* Source passage
════════
Most stars are too far away for us to detect motion either with the naked eye or telescope in our lifetime. Barnard’s presents a rare opportunity to witness the grand cycling of stars around the galaxy otherwise denied our short lives. Chase it.
3 Replies to “Amateur Astronomer Chases Down Barnard’s Star – You Can Too!”
What a great way to present proper motion! It is a little surprising how fixed all the other stars are, which makes Barnard’s star that much more special. Its motion makes it a great outlier though it is a great in-lier. 🙂
The color in the video seems fairly correct since its surface temperature is a little hotter than a light bulb’s tungsten filament, which glows yellowish white. Astronomy has three colors it likes: False (for scientific enhancement), Fun (white gets boring), Natural (representing about how it would look from above our atmosphere). The red star thing depiction is fun. [Its limb could be orangish red due to the change in optical depth of stars that vary from center to limb, so maybe it may look a shade redder than yellow white.]
I just finished reading a book that proposed we are part of a binary system. One of the features the book put forward, was our companion would appear to move against the stationary background of stars.
Is it possible we are in a binary system and this star is our possible companion?
Good question. Not that I’ve ever heard . Barnard’s Star has its own motion in space unrelated to the Sun’s. There are also other stars with significant proper motion like Kapteyn’s Star, Groombridge 1830 and 61 Cygni – all moving in their own directions. To our best knowledge, the Sun’s a solo player and not in a binary system with any other star.
════════
* Tasks to complete
1. Reproduce the Barnard's Star passage word for word, starting with "Good question. Not" and going on through "any other star.".
2. In the Barnard's Star passage, which other stars are named as having significant proper motion?

* Provided material
════════
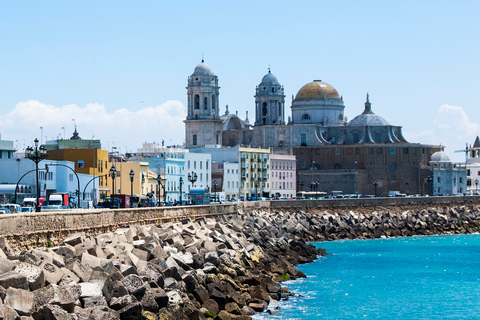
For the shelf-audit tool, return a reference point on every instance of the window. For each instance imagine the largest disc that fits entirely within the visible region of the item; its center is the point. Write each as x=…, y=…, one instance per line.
════════
* Answers provided
1.
Good question. Not that I’ve ever heard . Barnard’s Star has its own motion in space unrelated to the Sun’s. There are also other stars with significant proper motion like Kapteyn’s Star, Groombridge 1830 and 61 Cygni – all moving in their own directions. To our best knowledge, the Sun’s a solo player and not in a binary system with any other star.

2. Kapteyn's Star, Groombridge 1830 and 61 Cygni.